▸ Stated problem:
Return the exact lines spanning from the line with "# point at: dry straw" through the last line of the entries, boundaries included, and no others.
Data supplied start
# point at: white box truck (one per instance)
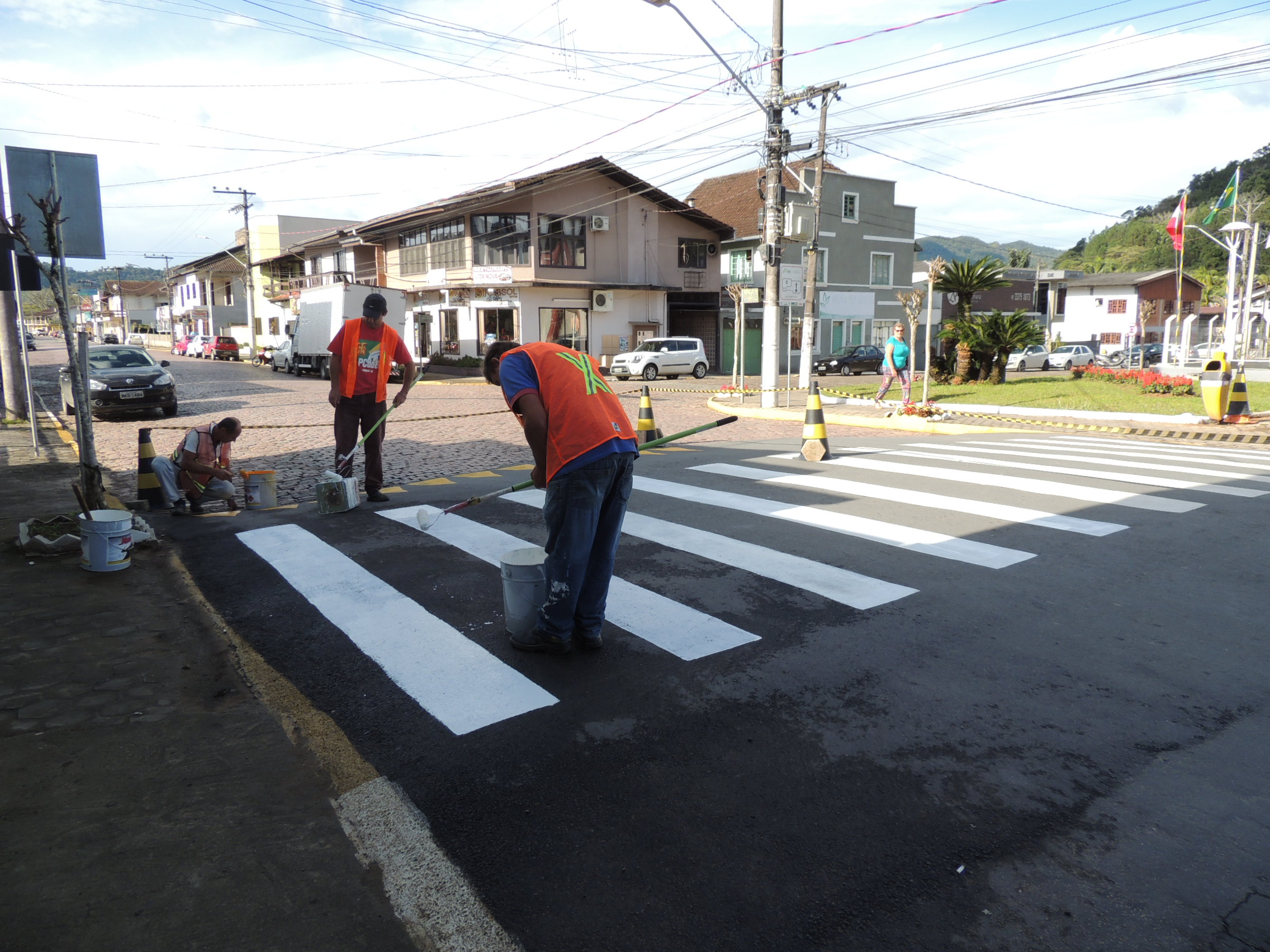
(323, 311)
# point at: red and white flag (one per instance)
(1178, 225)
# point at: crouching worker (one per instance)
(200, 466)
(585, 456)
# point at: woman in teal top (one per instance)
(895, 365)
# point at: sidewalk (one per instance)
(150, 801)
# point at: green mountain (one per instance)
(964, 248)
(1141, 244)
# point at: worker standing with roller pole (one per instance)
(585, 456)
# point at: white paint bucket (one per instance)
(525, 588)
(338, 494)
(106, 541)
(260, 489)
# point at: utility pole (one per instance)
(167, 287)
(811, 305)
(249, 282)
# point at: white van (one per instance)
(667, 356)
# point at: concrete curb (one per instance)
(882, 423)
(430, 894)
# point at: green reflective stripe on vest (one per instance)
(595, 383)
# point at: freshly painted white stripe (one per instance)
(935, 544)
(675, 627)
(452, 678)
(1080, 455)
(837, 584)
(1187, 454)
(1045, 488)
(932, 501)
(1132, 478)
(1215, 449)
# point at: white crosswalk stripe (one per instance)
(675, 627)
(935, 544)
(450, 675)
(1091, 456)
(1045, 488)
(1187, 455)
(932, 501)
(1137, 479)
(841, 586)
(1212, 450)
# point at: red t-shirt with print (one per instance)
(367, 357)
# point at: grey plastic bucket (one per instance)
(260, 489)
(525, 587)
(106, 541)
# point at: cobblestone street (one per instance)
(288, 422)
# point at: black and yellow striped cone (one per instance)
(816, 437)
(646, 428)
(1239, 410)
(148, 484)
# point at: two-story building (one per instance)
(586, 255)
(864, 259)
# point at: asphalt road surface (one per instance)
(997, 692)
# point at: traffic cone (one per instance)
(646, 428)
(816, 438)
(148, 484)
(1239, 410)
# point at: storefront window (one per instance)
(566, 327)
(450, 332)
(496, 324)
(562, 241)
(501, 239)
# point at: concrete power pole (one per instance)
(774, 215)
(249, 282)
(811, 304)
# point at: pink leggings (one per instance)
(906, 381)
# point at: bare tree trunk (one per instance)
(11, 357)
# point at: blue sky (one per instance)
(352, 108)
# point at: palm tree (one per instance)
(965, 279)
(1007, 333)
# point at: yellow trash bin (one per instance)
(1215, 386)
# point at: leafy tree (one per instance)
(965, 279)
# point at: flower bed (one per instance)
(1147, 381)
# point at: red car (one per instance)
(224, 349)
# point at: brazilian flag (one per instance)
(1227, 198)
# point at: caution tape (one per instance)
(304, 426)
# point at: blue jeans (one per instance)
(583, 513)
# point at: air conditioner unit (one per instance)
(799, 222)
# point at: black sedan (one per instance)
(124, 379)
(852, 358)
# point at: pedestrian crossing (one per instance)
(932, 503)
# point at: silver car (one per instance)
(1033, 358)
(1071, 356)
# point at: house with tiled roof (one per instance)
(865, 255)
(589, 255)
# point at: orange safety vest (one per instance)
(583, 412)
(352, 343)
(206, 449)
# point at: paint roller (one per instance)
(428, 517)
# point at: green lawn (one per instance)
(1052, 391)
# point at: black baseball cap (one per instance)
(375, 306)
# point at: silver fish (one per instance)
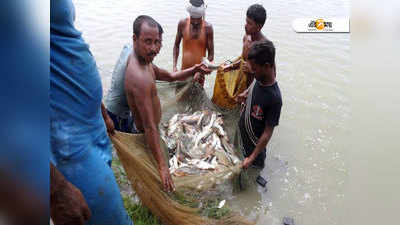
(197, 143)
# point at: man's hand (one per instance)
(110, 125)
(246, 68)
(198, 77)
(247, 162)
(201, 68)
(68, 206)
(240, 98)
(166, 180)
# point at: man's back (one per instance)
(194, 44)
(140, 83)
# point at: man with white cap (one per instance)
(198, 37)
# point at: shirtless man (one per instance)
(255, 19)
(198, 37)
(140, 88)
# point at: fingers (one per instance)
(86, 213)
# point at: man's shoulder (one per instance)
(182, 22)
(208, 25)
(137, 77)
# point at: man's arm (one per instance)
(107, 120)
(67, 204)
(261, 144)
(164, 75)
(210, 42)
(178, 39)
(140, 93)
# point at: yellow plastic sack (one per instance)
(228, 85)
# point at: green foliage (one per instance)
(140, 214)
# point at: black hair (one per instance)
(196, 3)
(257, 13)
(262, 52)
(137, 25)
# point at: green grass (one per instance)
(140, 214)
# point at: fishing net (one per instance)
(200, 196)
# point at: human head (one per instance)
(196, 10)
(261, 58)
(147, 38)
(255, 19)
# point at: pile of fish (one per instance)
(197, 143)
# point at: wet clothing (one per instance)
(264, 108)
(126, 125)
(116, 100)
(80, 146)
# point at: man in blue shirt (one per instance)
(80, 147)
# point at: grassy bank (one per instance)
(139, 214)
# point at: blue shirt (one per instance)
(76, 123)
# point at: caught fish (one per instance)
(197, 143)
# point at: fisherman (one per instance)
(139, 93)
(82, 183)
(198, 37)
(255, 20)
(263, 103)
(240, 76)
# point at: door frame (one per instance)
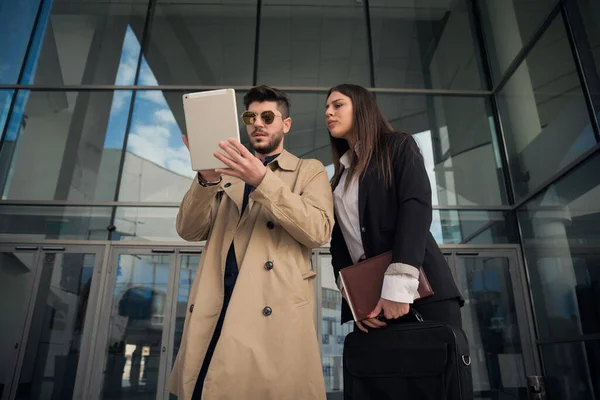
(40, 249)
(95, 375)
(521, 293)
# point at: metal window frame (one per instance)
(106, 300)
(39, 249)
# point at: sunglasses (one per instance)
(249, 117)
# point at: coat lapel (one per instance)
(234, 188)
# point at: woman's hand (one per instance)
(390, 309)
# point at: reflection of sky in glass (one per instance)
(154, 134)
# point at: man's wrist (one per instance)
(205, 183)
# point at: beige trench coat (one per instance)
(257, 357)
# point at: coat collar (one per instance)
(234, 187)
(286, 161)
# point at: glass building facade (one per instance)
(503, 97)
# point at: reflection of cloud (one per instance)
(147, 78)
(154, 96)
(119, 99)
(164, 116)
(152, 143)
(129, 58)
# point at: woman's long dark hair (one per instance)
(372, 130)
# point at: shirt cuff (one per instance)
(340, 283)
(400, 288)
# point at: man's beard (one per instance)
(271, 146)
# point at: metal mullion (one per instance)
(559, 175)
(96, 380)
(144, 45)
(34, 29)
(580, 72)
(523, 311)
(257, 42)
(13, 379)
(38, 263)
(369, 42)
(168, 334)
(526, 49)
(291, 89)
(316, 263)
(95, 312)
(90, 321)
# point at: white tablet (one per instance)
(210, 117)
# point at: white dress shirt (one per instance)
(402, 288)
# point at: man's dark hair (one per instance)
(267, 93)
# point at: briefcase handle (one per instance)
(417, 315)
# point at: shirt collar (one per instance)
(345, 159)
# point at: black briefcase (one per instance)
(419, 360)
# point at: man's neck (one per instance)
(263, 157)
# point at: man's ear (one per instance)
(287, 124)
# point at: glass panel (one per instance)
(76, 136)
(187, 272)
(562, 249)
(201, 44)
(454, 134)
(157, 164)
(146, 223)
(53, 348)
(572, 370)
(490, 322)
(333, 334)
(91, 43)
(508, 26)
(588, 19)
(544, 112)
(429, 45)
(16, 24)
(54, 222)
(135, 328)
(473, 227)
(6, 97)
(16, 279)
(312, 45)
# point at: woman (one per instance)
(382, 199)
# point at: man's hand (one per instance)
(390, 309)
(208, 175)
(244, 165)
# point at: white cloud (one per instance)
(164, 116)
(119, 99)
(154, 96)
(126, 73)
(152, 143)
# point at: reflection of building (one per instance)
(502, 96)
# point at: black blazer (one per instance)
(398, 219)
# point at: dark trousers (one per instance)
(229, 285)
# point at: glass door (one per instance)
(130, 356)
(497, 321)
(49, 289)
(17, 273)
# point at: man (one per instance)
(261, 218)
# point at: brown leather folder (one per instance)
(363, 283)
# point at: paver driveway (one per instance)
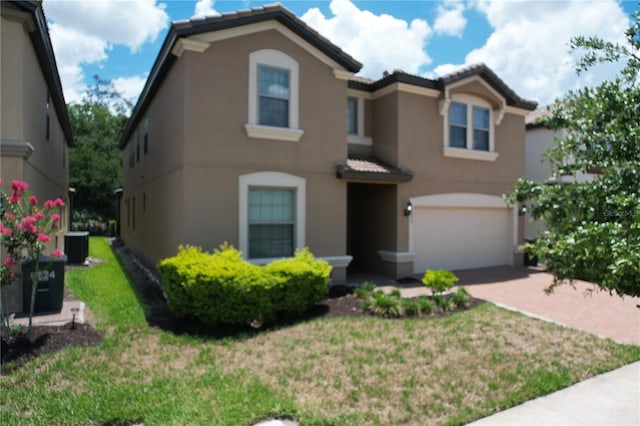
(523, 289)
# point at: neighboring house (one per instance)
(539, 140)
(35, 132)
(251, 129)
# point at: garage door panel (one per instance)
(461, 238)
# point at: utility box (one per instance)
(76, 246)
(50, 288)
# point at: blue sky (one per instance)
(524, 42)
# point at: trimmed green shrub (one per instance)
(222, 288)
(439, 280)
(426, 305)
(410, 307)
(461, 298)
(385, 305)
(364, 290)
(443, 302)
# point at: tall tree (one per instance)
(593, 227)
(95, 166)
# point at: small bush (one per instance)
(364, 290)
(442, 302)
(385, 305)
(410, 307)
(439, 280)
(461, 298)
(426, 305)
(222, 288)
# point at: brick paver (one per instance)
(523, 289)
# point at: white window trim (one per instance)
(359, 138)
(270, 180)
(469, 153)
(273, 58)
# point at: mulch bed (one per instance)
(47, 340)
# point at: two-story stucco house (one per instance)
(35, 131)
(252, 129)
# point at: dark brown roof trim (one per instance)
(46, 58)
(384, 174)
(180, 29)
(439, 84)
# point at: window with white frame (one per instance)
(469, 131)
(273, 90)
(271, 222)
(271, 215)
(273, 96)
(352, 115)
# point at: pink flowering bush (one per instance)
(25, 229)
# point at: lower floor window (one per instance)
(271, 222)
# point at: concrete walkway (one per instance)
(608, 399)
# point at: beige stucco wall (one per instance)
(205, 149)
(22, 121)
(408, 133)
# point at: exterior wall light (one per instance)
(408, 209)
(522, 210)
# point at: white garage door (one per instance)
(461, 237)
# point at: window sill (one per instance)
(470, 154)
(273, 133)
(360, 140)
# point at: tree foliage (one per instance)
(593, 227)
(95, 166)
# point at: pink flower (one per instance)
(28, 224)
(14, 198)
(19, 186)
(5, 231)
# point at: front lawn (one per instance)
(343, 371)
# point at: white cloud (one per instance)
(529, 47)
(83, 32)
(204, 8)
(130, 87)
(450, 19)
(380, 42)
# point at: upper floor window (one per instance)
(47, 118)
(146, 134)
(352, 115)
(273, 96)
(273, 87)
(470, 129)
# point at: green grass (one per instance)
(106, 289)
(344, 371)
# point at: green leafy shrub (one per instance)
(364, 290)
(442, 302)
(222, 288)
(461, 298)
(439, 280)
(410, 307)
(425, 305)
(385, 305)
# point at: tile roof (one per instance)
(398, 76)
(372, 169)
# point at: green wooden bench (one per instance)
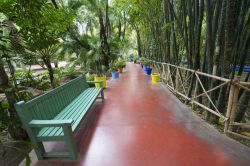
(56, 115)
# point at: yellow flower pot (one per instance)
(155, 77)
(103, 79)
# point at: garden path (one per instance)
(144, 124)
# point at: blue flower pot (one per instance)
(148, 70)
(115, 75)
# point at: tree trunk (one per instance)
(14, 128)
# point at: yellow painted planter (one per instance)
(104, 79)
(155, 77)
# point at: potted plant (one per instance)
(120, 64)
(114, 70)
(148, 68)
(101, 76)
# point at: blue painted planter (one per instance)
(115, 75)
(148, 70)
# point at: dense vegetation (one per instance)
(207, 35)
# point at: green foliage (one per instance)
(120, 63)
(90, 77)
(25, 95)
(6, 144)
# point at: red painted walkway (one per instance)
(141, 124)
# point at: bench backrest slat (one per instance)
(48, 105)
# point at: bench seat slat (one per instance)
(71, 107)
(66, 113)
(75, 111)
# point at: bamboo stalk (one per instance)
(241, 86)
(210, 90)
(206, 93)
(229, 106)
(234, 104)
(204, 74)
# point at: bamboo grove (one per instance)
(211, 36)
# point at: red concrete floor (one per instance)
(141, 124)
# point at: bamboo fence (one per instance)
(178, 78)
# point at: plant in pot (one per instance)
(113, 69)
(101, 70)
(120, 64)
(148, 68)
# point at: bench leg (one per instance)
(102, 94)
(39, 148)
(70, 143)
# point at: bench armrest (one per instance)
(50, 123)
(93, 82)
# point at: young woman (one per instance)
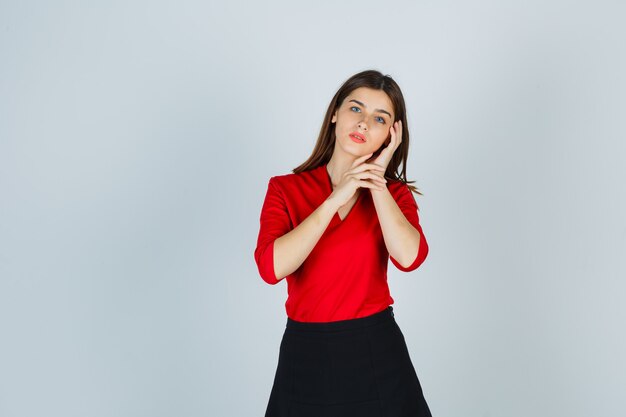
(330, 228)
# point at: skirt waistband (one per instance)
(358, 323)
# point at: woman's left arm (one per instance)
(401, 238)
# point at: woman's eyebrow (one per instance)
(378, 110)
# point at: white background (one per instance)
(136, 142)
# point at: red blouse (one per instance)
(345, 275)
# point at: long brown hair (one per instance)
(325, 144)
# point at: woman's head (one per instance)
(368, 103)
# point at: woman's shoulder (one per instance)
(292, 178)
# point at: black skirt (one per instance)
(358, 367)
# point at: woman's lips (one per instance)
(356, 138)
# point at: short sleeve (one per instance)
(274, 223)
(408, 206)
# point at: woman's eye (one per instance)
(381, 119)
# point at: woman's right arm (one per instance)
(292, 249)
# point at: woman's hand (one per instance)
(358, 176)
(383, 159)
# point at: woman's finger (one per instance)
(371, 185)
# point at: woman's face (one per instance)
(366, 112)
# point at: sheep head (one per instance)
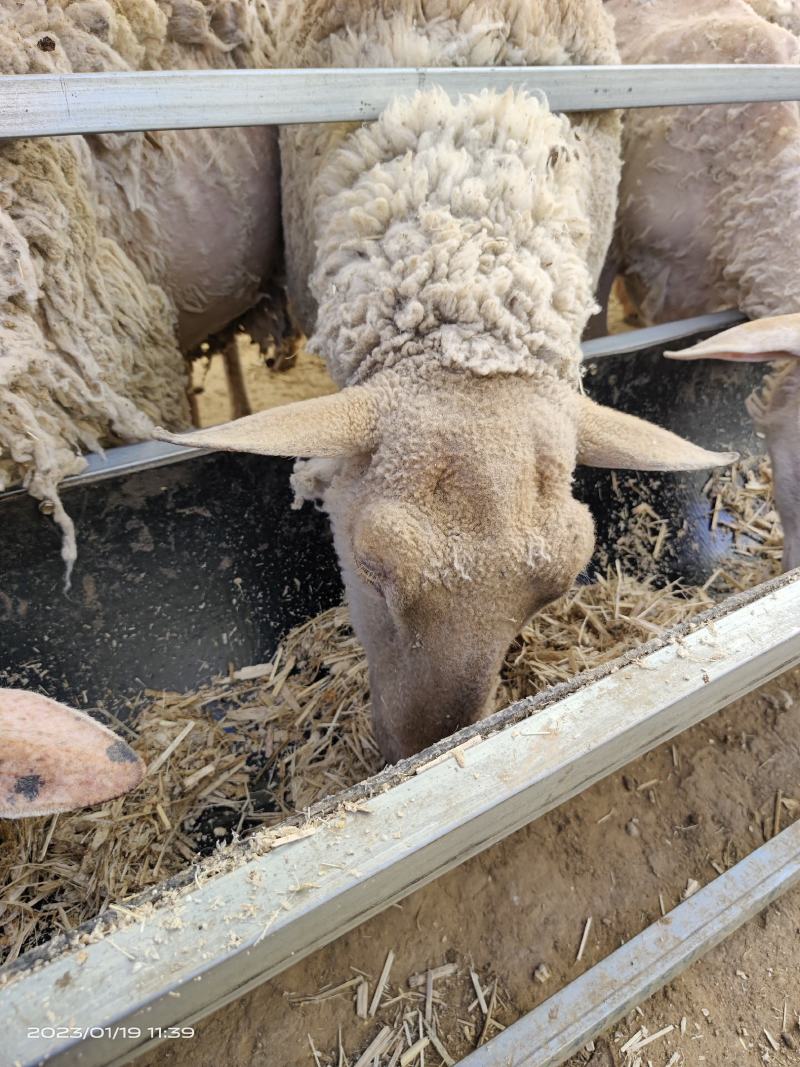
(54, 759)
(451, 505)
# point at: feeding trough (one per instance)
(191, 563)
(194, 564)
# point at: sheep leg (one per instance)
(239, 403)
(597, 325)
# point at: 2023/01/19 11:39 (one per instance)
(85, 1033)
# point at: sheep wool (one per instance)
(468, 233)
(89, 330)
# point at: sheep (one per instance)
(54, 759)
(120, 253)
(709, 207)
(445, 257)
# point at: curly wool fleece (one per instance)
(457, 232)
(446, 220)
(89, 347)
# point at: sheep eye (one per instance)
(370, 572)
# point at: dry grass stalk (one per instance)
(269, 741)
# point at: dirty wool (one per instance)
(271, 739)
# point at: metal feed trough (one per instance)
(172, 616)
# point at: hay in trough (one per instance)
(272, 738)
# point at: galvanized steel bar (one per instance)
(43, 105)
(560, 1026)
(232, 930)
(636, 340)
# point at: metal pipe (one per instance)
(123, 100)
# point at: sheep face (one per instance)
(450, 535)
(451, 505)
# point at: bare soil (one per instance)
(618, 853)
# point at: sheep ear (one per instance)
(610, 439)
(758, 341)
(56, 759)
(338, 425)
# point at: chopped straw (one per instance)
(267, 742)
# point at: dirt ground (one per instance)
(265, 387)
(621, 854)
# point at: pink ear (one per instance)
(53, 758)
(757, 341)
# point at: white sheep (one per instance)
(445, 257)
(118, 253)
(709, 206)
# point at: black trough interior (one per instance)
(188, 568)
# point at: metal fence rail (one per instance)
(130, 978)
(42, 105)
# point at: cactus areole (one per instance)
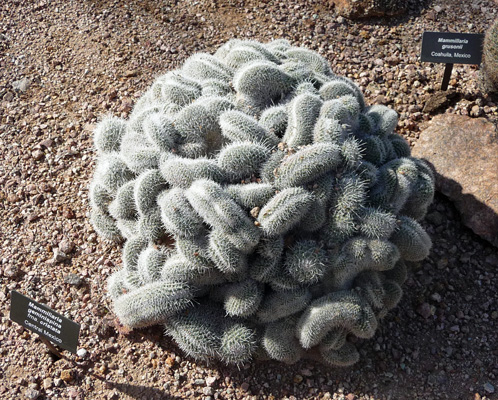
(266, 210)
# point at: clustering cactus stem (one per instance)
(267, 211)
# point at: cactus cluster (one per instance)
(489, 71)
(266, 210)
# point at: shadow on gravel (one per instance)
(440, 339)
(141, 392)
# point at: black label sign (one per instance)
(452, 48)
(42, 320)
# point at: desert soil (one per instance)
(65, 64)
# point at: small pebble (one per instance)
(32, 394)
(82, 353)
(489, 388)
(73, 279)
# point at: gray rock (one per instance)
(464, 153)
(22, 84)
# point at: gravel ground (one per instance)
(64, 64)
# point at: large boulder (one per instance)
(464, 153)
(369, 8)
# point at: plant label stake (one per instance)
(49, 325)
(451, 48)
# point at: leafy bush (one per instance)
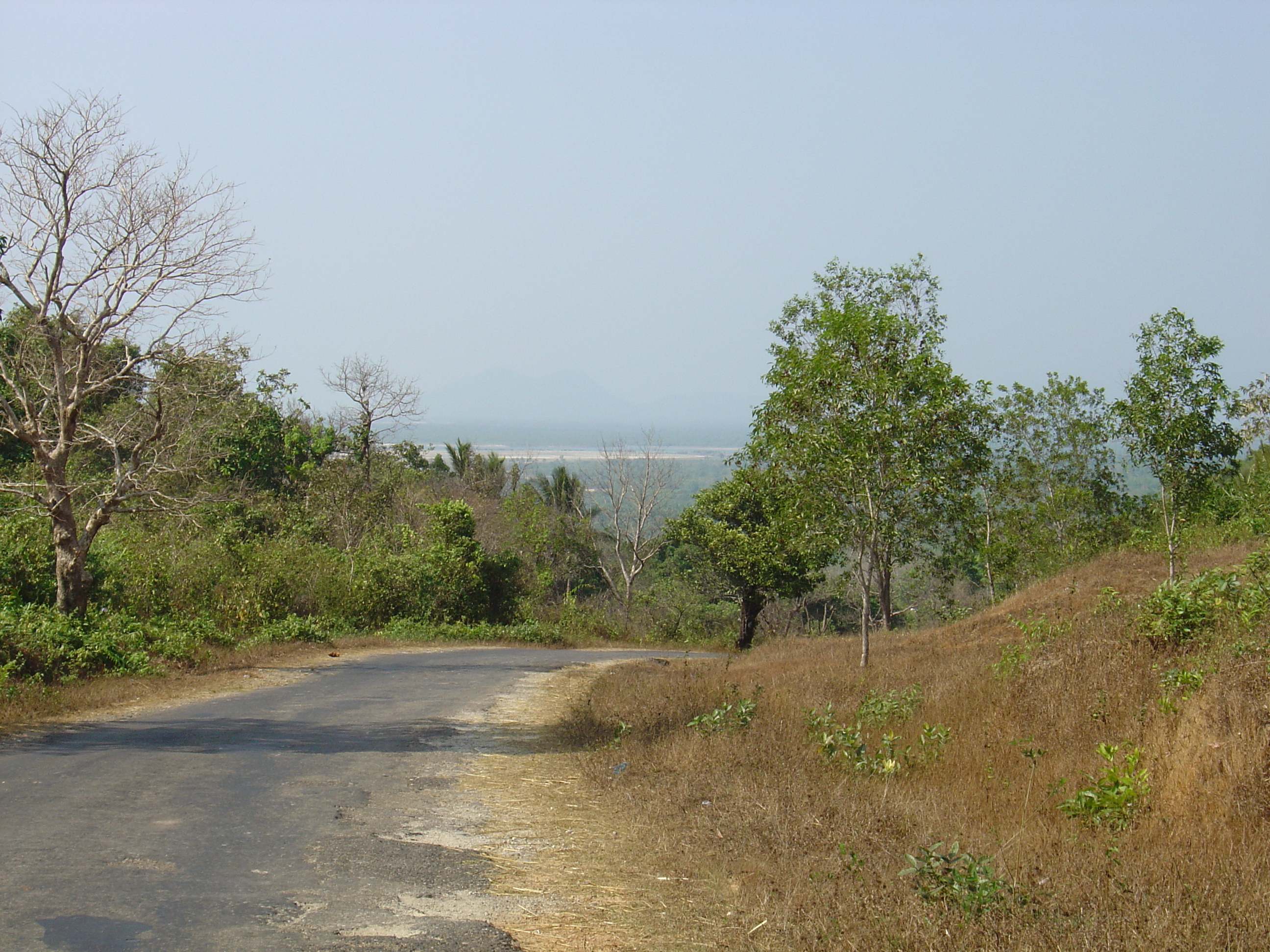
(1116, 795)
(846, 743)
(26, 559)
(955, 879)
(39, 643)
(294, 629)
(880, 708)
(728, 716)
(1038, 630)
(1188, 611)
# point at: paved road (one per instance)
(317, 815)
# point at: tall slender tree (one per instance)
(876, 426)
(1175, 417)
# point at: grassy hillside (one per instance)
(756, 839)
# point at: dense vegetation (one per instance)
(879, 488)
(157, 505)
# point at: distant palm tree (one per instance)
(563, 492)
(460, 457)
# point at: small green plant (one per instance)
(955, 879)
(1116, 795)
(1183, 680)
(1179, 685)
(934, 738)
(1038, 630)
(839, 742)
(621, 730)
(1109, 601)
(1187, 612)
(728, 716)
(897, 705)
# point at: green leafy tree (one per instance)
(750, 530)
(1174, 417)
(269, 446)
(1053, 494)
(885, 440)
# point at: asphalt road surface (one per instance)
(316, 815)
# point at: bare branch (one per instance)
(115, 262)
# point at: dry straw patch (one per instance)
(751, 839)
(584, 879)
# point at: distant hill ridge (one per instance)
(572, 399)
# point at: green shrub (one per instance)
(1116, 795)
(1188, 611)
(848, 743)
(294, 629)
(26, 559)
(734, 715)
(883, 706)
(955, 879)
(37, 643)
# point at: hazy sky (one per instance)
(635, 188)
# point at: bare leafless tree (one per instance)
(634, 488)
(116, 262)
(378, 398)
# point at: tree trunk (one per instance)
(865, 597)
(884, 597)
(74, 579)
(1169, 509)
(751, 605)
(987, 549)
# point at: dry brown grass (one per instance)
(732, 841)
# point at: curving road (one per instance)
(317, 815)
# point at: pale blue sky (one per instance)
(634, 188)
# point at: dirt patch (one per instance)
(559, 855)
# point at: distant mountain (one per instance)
Data supplied end
▸ Response to the exercise:
# point at: dry straw patch (one per instance)
(751, 839)
(584, 879)
# point at: distant hill ridge (one per instance)
(572, 399)
# point at: green shrub (one per instance)
(1116, 795)
(1188, 611)
(848, 743)
(294, 629)
(26, 559)
(734, 715)
(883, 706)
(955, 879)
(37, 643)
# point at: hazy sky (one per instance)
(635, 188)
# point at: bare leafless tree (one per instance)
(634, 488)
(116, 262)
(378, 398)
# point at: tree trunk (one per instance)
(865, 597)
(884, 597)
(74, 579)
(1169, 509)
(751, 605)
(987, 549)
# point at: dry brown grass (one per instance)
(732, 841)
# point at: curving road (one per instance)
(317, 815)
# point at: pale blue sky (one per instance)
(634, 188)
# point at: dirt patch (one per instance)
(559, 855)
# point at: distant mountain (one per instance)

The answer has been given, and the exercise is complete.